While the 6D or the 5Ds are better cameras and there is nothing wrong with wanting a better camera I don't know if you will see the kind of results you are thinking of just by switching bodies. Mibbies you could post a few of your photos you think need improvement and we may be able to give you a better idea of what the issues are and whither upgrading would help?


----------



## Ivo (Nov 26, 2013)

Here are links to some of my (Facebook compressed) photos:

https://www.facebook.com/media/set/...073741843.100003538211394&type=1&l=95e0c7c7ba

https://www.facebook.com/media/set/...073741839.100003538211394&type=1&l=11c770e821

https://www.facebook.com/media/set/...073741838.100003538211394&type=1&l=dfe3dd3f68

https://www.facebook.com/media/set/...073741842.100003538211394&type=1&l=bb587b5e11

https://www.facebook.com/media/set/...073741849.249133978519493&type=1&l=cb289e88c6

https://www.facebook.com/media/set/...073741852.249133978519493&type=1&l=141fa62a1b

etc


----------



## Overread (Nov 26, 2013)

Ivo said:


> On the other hand, sometimes I cannot get close enough with my flagship lens Canon 70-200 2.8 IS II because of the APS crop factor ... so full frame would be an advantage to use this marvellous lens at normal distance ...

--------------------------------------------------

■ PROBLEM SET ■
**A.** List every camera body and lens named in the forum thread, using the names as the thread gives them.
**B.** Reproduce the forum thread word for word, starting with "While the 6D" and going on through "upgrading would help?".

■ MATERIAL PROVIDED ■
--------------------------------------------------

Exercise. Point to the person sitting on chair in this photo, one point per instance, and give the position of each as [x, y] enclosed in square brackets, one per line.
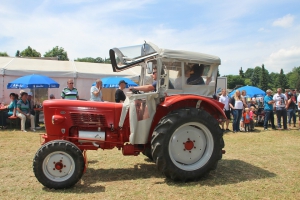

--------------------------------------------------

■ ANSWERS TO THE EXERCISE ■
**A.**
- 6D
- 5Ds
- Canon 70-200 2.8 IS II

**B.**
While the 6D or the 5Ds are better cameras and there is nothing wrong with wanting a better camera I don't know if you will see the kind of results you are thinking of just by switching bodies. Mibbies you could post a few of your photos you think need improvement and we may be able to give you a better idea of what the issues are and whither upgrading would help?